Keeping each line exactly as it is, output all of the records.

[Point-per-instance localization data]
--
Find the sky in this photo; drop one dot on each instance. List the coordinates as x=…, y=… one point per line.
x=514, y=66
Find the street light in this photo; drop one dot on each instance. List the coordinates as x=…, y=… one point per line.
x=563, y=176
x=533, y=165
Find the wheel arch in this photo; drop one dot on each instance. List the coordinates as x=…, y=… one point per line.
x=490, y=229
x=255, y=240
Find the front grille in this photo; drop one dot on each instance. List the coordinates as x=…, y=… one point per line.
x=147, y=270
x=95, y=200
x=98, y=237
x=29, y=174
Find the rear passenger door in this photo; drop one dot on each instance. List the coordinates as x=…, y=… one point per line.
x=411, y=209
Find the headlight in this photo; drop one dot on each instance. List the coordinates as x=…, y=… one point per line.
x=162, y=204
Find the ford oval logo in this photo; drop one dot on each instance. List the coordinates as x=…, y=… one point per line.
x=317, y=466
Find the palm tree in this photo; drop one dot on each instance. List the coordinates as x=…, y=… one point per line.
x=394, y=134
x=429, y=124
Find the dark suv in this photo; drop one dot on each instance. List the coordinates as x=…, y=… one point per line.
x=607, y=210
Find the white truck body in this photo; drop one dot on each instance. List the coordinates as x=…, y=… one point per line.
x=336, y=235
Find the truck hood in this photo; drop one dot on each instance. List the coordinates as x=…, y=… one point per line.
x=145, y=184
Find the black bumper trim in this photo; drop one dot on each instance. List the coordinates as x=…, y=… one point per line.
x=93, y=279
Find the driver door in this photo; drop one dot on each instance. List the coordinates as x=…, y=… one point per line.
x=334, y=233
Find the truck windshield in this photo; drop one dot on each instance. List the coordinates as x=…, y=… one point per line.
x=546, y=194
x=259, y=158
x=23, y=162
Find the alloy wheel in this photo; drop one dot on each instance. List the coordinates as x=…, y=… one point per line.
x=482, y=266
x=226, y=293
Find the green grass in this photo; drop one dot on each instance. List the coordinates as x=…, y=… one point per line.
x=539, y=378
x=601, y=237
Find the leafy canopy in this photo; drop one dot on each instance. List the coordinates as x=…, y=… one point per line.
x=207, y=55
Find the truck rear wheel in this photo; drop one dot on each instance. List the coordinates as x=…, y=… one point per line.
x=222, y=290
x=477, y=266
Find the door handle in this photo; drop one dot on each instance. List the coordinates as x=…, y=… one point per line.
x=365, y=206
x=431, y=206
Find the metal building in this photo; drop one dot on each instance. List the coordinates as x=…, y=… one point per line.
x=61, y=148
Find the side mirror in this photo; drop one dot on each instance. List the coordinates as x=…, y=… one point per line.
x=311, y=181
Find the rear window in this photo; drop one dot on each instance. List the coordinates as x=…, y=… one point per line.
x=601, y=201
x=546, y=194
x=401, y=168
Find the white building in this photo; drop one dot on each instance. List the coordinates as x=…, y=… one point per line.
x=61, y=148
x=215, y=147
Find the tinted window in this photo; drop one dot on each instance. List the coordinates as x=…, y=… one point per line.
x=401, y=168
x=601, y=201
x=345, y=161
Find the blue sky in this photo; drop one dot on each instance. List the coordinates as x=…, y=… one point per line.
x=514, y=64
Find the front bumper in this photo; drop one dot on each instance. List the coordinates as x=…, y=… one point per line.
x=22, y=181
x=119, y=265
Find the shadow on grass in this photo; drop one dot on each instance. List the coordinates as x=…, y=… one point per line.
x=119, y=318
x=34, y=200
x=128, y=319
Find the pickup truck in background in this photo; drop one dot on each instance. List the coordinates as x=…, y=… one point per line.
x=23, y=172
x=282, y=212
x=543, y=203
--
▶ **Exercise response**
Find the sky in this photo; drop one dot on each instance. List the coordinates as x=…, y=… one point per line.
x=514, y=66
Find the street light in this photo; drop one dot on each instance. List the coordinates as x=…, y=… one point per line.
x=563, y=176
x=533, y=165
Find the wheel arch in this photo; drop one dot on each instance. List the coordinates as x=…, y=… one point per line.
x=490, y=229
x=255, y=240
Find the front grille in this photo; drop one dot on each instance. List the coordinates as x=…, y=… one point per line.
x=147, y=270
x=95, y=200
x=98, y=237
x=29, y=174
Find the rear passenger door in this photo; drop one dot on each instance. List the coordinates as x=…, y=… one point per line.
x=411, y=209
Find the headlight in this photo; drop one dot on each instance. List the coordinates as x=…, y=… one point per line.
x=162, y=204
Find the ford oval logo in this photo; drop one dot on each instance. List the coordinates as x=…, y=… one point per line.
x=317, y=466
Find the palm tree in this photo; drop one dot on each instance. List the coordinates as x=…, y=… one point per line.
x=394, y=134
x=429, y=124
Find the dark suv in this photo; drop one dot on each instance. List the coordinates as x=…, y=… one point per line.
x=607, y=210
Find the white truck body in this photo; drop one dot on each instance. List the coordinates as x=…, y=… one point per line.
x=336, y=235
Find the truck hood in this photo; drop one dot on each instance. List the coordinates as x=…, y=… one point per line.
x=145, y=184
Find the black bumper trim in this photo; drop one dot on each instance. List the coordinates as x=…, y=… one point per line.
x=93, y=279
Find the driver door in this photo; drop one dot on each instance. List the coordinates as x=…, y=… one point per line.
x=334, y=233
Find the truck windshield in this photo; drop one dot on each instance. List the coordinates as x=…, y=… one point per line.
x=546, y=194
x=259, y=158
x=23, y=162
Find the alloy wheel in this photo; drop one dot on each instance. List the coordinates as x=…, y=… one point per line.
x=482, y=266
x=226, y=293
Find the green grass in this photo; drop one dot on each instance. List the coordinates as x=…, y=… one point per line.
x=539, y=378
x=601, y=237
Find the leafy canopy in this photo; drop one dot on each instance. List the coordinates as x=…, y=… one point per line.
x=207, y=55
Find the truck rear wheel in this photo; drop one dot on each instance. List the coordinates as x=…, y=… one point per line.
x=222, y=290
x=477, y=266
Find the door handle in this photo; drop one dot on each instance. List the coordinates as x=…, y=… one point per line.
x=365, y=206
x=431, y=206
Find the metal building in this photo; drop one dot on each instance. List the coordinates as x=…, y=… one point per line.
x=61, y=148
Find the side mirror in this photo; drop one dot on each instance. List the coordinates as x=…, y=… one point per line.
x=311, y=181
Find the rear window in this photo; drop one dot on each instance. List the coordinates as x=…, y=… one point per line.
x=601, y=201
x=546, y=194
x=401, y=168
Find the white building in this photo; drop one dot on each instance. List the coordinates as x=…, y=… one point per line.
x=61, y=148
x=215, y=147
Find the tinted window in this photo; drop one dot on each instance. List the coordinates as x=…, y=… one point per line.
x=401, y=168
x=601, y=201
x=345, y=161
Find the blue sky in this photo; drop one dot on each instance. List the coordinates as x=…, y=… one point per line.
x=514, y=64
Find the front bumper in this photo; drop one dot on each instance. List the coordinates as x=…, y=… one point per line.
x=22, y=181
x=119, y=265
Find the shadow on grass in this photo; drop one dot on each instance. List the coordinates as x=…, y=… one point per line.
x=119, y=318
x=34, y=200
x=128, y=319
Find the pickup truck in background in this photo; drop one dot on each instance. List the coordinates as x=…, y=… one point per line.
x=23, y=172
x=282, y=212
x=543, y=203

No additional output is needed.